» Task brief
What is the number of lines below that contain the string "jeans"? Give it and nothing else.

[Natural language region descriptions]

++++++

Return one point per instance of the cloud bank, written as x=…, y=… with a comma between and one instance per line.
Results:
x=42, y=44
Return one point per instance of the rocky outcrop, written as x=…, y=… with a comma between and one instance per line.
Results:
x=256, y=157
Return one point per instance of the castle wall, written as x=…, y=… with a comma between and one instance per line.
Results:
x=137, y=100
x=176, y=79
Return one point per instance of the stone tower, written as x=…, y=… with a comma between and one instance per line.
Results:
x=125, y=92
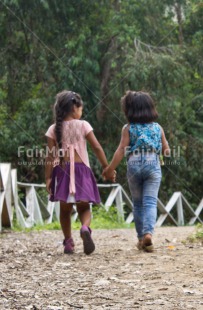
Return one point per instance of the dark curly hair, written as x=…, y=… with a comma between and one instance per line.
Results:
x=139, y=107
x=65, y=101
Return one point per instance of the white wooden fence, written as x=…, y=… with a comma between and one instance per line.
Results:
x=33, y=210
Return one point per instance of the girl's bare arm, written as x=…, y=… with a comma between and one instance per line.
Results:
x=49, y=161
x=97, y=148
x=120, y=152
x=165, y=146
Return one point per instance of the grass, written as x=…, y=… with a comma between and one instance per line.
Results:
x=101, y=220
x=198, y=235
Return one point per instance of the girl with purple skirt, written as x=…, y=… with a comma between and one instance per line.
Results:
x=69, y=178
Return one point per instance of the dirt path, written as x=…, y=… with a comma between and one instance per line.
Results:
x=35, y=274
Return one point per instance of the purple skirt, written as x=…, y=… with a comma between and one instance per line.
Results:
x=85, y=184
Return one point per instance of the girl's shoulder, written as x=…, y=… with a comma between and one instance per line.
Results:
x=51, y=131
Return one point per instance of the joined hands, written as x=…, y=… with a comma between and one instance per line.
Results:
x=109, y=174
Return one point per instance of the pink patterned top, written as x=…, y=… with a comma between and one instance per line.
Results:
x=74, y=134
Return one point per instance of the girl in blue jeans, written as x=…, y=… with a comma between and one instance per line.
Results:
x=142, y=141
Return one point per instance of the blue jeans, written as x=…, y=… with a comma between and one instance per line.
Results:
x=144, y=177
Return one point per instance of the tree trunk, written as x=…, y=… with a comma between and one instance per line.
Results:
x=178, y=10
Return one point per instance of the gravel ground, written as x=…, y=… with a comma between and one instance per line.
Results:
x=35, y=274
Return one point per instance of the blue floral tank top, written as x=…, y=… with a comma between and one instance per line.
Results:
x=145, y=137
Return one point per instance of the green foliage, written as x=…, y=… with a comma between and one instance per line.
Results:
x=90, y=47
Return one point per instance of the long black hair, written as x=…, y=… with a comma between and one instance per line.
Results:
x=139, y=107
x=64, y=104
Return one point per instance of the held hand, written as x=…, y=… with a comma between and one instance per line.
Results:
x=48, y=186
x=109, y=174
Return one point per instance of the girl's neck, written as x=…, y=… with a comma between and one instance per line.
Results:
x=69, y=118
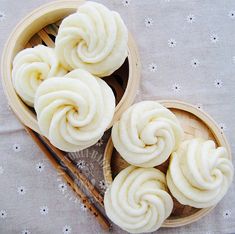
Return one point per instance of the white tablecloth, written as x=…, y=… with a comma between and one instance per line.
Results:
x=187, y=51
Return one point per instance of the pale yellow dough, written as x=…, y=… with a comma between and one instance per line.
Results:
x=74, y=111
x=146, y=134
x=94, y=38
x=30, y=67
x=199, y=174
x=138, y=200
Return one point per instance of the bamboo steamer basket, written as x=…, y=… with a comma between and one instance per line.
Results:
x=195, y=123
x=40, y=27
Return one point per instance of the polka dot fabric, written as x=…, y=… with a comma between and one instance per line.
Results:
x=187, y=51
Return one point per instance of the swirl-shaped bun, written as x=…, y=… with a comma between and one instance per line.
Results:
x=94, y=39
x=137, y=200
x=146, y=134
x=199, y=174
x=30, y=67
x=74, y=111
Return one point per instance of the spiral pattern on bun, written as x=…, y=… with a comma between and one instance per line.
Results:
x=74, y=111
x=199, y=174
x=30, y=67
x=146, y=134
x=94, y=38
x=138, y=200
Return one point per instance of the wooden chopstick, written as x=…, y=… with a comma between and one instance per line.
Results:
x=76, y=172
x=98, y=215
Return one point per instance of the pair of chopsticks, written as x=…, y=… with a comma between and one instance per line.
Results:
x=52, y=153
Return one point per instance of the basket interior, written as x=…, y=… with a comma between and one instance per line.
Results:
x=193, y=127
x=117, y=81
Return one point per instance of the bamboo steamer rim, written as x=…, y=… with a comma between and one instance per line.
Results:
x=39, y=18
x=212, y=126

++++++

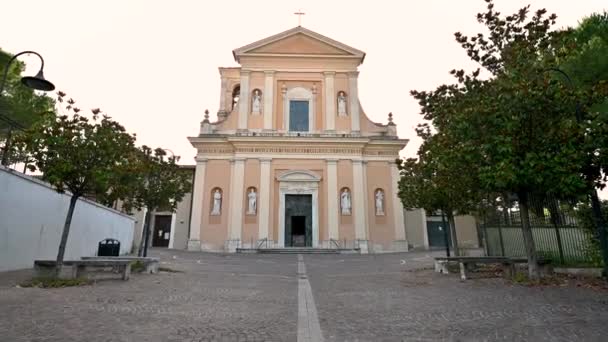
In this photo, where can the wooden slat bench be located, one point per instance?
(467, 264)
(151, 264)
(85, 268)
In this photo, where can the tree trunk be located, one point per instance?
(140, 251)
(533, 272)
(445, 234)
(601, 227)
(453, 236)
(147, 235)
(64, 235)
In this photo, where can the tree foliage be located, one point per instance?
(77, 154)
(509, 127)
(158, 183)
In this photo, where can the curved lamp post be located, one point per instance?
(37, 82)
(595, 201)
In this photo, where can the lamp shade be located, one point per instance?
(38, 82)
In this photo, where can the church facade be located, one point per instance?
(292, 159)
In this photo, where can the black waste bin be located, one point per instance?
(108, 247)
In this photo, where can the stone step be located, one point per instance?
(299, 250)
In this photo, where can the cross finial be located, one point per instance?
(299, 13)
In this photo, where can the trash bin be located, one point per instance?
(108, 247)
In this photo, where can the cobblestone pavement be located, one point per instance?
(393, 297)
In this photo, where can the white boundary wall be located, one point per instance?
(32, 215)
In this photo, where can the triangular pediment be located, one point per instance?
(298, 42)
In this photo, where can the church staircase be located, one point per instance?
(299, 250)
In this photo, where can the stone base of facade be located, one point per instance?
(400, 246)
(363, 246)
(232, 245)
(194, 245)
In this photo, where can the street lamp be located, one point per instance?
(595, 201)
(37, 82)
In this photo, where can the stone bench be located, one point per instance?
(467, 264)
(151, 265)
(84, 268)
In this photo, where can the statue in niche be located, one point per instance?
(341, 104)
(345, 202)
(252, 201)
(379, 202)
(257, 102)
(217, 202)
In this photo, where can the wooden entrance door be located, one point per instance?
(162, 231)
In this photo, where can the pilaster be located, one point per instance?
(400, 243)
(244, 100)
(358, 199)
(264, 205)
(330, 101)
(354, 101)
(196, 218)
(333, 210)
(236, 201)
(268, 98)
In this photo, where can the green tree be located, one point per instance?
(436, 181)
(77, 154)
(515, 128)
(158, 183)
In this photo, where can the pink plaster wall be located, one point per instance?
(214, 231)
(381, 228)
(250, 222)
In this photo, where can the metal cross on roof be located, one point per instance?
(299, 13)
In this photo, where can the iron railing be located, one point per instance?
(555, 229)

++++++

» Exercise solution
2